▸ REQUIREMENTS: Gather every line of the data below that contains the word "painted". Match case exactly.

++++ MATERIAL FOR THIS EXERCISE ++++

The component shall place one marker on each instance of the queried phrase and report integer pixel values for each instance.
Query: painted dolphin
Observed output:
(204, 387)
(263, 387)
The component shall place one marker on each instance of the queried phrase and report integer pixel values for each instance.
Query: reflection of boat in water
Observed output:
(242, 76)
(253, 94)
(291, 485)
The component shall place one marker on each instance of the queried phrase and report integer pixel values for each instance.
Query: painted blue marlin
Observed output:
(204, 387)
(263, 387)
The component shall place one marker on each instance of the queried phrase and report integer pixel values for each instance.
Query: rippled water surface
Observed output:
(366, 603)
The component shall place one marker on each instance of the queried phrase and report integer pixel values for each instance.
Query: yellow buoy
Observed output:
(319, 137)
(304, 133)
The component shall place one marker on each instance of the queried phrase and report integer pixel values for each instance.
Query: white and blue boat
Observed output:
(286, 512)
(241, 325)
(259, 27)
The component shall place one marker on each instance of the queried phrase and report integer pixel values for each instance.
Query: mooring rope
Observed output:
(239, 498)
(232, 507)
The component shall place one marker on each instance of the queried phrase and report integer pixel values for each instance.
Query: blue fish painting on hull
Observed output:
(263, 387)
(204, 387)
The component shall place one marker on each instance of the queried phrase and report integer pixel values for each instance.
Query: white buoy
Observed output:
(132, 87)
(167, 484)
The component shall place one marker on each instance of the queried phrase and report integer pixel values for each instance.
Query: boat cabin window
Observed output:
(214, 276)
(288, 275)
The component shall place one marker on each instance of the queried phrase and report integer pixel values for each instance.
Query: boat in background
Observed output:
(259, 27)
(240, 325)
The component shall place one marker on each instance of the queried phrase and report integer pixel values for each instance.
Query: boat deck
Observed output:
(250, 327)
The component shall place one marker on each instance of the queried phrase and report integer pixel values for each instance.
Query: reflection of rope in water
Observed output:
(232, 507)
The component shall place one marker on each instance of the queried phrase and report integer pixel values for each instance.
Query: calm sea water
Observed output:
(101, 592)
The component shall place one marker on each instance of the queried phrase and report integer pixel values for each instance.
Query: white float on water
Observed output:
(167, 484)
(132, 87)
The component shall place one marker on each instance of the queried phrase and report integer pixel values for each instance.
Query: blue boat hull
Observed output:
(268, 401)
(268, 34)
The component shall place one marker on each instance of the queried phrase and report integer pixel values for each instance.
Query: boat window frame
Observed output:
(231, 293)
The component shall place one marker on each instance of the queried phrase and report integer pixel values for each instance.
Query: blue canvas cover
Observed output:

++++
++++ MATERIAL FOR THIS EXERCISE ++++

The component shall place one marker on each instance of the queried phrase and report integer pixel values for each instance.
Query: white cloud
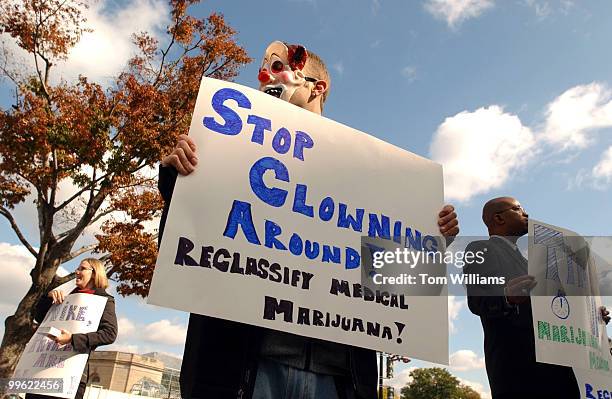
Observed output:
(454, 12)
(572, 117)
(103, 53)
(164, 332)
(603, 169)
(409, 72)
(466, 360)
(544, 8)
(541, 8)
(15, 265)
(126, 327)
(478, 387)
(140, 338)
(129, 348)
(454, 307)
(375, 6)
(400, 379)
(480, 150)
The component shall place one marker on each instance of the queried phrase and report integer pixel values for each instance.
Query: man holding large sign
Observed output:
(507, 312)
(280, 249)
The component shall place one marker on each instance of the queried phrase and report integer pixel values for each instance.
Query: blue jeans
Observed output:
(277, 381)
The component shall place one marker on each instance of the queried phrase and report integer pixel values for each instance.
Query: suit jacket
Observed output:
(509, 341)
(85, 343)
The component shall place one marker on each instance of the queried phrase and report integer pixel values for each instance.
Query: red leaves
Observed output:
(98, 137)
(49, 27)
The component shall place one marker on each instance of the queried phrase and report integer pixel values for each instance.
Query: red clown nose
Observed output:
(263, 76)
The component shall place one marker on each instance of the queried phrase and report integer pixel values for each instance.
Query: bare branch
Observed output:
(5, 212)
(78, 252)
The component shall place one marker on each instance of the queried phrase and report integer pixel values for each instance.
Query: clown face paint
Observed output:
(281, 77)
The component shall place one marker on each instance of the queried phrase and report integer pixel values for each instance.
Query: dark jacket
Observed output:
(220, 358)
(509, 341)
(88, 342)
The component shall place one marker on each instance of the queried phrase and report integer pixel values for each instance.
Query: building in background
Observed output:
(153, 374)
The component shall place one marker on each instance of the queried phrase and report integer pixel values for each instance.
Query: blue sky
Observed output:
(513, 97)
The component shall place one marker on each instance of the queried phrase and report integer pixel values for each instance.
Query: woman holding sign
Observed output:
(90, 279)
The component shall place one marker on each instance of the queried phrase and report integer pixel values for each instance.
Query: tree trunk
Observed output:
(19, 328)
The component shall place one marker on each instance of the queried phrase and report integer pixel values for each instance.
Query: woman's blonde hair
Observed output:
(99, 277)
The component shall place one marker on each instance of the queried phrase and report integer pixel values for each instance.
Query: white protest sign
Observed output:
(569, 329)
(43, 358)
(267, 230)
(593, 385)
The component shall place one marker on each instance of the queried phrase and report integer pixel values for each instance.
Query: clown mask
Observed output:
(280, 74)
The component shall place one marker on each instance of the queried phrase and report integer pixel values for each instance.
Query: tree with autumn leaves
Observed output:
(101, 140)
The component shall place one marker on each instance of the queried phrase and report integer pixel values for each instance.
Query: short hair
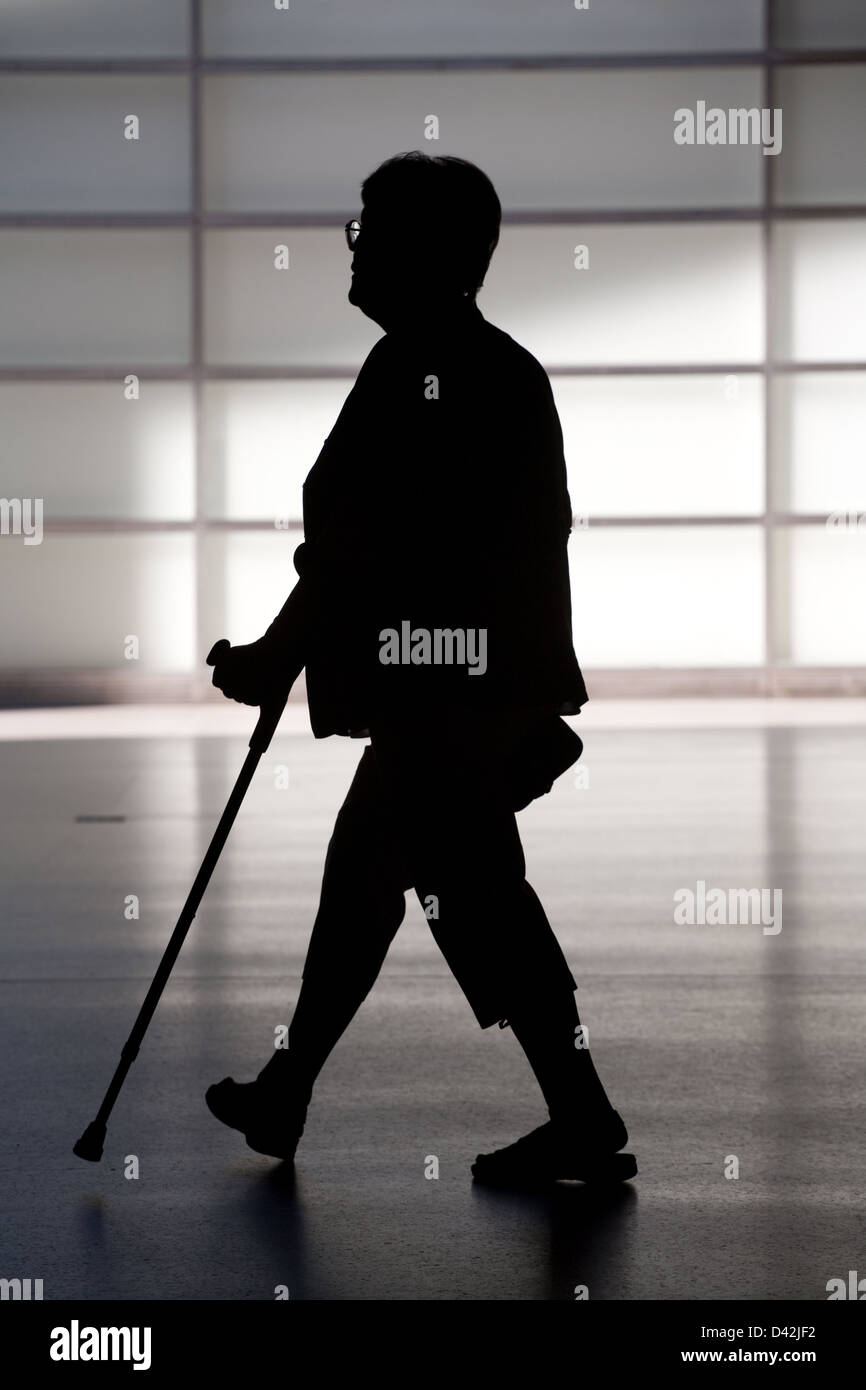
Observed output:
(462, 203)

++++
++++ MATERIAL FOR THIS EXERCISE ++++

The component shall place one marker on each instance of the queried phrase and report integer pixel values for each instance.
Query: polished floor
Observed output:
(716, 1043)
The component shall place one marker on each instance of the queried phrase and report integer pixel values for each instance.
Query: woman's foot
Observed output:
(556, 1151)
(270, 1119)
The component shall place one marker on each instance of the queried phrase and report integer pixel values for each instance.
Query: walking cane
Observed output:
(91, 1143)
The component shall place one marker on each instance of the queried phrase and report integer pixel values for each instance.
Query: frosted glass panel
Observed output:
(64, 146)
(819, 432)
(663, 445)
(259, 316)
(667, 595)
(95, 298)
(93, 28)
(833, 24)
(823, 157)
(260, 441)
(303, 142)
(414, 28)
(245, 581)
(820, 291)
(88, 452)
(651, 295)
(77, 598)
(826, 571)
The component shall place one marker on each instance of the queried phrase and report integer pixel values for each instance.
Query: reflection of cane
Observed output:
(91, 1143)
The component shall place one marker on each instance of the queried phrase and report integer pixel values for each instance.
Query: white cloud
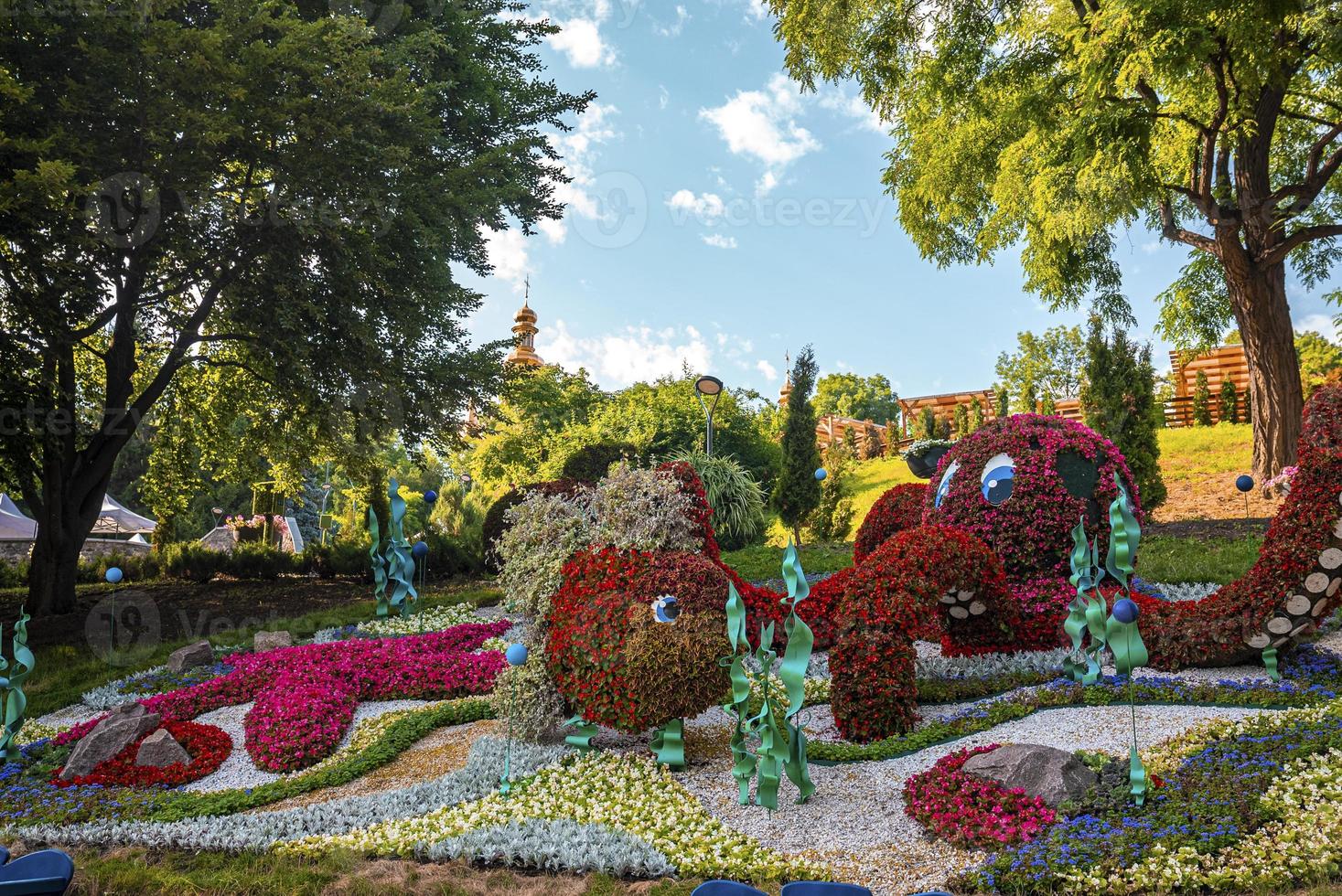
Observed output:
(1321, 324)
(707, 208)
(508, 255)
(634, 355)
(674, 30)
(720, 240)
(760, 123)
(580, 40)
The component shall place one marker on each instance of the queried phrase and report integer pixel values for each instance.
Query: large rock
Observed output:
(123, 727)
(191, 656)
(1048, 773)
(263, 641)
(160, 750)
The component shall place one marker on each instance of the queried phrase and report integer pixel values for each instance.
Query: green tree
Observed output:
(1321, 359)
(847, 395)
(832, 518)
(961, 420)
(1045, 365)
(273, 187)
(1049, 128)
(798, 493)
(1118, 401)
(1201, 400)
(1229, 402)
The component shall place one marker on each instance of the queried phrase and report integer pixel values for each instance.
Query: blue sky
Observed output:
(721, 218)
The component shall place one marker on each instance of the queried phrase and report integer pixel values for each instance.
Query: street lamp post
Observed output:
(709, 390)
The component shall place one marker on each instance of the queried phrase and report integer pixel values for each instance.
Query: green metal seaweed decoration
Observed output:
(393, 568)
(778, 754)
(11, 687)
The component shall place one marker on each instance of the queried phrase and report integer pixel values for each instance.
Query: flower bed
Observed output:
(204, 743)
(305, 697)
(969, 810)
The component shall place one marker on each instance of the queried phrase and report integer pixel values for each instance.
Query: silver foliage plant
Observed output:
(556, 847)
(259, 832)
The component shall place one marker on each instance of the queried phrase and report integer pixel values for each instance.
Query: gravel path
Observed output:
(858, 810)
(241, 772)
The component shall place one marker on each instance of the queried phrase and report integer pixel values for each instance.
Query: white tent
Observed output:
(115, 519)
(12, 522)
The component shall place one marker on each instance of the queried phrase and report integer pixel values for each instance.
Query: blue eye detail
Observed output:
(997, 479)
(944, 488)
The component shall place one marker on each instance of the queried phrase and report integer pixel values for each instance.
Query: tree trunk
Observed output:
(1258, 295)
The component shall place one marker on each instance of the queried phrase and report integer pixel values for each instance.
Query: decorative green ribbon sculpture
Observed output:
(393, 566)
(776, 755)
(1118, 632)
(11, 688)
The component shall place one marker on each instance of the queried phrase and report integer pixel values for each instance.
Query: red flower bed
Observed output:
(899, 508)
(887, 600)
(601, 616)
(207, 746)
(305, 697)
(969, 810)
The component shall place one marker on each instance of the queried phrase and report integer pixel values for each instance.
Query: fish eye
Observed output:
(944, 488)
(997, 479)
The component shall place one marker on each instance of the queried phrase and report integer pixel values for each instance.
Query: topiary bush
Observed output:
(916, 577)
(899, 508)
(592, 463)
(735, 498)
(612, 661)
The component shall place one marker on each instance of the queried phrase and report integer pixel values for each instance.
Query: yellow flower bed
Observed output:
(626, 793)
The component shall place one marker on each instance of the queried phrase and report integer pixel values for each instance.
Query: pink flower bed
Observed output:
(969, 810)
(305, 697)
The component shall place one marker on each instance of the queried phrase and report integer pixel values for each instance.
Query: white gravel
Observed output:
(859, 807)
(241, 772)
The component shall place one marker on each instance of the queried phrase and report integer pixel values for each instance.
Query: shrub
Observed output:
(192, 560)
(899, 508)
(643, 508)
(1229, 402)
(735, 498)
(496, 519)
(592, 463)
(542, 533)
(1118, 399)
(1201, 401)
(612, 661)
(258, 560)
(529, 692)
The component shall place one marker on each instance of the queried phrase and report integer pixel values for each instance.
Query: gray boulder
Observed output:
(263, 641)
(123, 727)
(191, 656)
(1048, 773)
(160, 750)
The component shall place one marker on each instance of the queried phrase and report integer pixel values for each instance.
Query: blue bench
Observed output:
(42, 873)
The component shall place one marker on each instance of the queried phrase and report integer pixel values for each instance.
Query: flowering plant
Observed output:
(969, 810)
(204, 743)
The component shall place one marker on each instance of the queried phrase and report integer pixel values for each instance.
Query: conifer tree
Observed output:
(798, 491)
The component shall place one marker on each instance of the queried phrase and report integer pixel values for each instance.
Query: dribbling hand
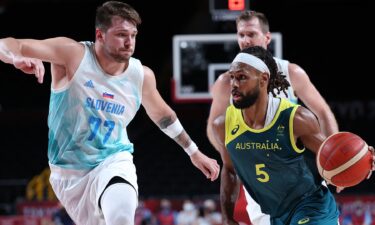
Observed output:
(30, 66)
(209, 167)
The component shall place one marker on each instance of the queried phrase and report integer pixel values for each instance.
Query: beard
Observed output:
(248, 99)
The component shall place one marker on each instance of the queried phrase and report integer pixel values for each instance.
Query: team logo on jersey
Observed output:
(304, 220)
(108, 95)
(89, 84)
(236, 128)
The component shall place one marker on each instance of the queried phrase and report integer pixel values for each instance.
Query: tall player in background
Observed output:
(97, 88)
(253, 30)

++++

▸ TASK RESPONSE:
Query: painted dolphin
Query: painted blue marlin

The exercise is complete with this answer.